Data records:
"""

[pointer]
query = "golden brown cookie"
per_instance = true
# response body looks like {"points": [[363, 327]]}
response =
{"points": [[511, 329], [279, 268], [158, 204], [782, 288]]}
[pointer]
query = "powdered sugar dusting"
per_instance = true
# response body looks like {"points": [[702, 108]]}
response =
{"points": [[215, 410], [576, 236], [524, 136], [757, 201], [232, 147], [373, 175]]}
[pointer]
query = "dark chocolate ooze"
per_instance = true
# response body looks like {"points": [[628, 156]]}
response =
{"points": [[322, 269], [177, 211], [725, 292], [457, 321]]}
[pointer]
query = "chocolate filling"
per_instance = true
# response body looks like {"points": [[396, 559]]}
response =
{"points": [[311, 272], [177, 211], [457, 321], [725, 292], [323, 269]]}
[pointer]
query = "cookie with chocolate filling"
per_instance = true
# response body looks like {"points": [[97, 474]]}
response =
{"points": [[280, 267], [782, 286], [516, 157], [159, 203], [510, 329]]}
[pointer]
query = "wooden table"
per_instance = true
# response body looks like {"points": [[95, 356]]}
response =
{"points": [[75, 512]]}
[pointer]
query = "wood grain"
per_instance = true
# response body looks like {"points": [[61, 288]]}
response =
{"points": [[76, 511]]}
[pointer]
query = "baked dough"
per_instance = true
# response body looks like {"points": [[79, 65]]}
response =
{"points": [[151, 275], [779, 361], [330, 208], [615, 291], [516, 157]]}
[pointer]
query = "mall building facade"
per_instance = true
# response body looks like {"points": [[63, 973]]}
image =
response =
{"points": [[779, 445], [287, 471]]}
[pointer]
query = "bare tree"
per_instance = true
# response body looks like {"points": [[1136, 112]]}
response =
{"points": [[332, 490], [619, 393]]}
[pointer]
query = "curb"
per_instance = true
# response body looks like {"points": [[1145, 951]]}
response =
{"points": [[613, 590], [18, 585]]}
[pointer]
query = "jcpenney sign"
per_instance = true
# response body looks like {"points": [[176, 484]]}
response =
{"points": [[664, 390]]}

"""

How to complete this task. Would you write the records out again, word for word?

Result of the exercise.
[pointer]
query = "golden brown cookie"
per_instance = true
# response body looks like {"points": [[363, 327]]}
response =
{"points": [[511, 329], [279, 268], [158, 204], [782, 288]]}
[pointer]
query = "powdered sugar dusting"
per_instance = true
# response body looks like {"points": [[702, 108]]}
response =
{"points": [[215, 410], [576, 236], [524, 136], [757, 201], [232, 147], [373, 175]]}
[pointer]
query = "dark chocolate ooze"
per_instance = true
# response body looks like {"points": [[628, 156]]}
response =
{"points": [[322, 269], [177, 211], [725, 292], [457, 321]]}
[pointer]
query = "chocolate filling"
per_instance = true
# response body looks like {"points": [[396, 559]]}
response =
{"points": [[311, 272], [177, 211], [457, 321], [725, 292], [323, 269]]}
[pointer]
query = "cookie with chocolate filling"
per_instance = true
# response body looks like {"points": [[97, 474]]}
response =
{"points": [[280, 267], [782, 286], [516, 157], [159, 203], [510, 329]]}
[pointer]
query = "wooden table"
per_instance = true
# response body looks like {"points": [[95, 356]]}
response =
{"points": [[75, 512]]}
[pointer]
query = "wood grain"
per_instance = true
# response body looks like {"points": [[61, 288]]}
response =
{"points": [[76, 511]]}
[pointer]
query = "baked dough"
per_instance = true
# response body looks like {"points": [[79, 65]]}
response =
{"points": [[151, 275], [779, 361], [330, 208], [615, 291], [516, 157]]}
[pointer]
query = "mall building facade"
per_instance = true
# response body looks like {"points": [[63, 973]]}
image =
response =
{"points": [[779, 445], [287, 471]]}
[pointer]
query = "bare tree"
per_instance = true
# response body looks like {"points": [[1136, 112]]}
response =
{"points": [[332, 490], [619, 393]]}
[pointer]
query = "curb"
per_instance = true
# response body looks like {"points": [[1145, 951]]}
response =
{"points": [[613, 590], [18, 585]]}
[pointer]
query = "jcpenney sign"
per_instance = true
# response body looks like {"points": [[176, 484]]}
response =
{"points": [[664, 390]]}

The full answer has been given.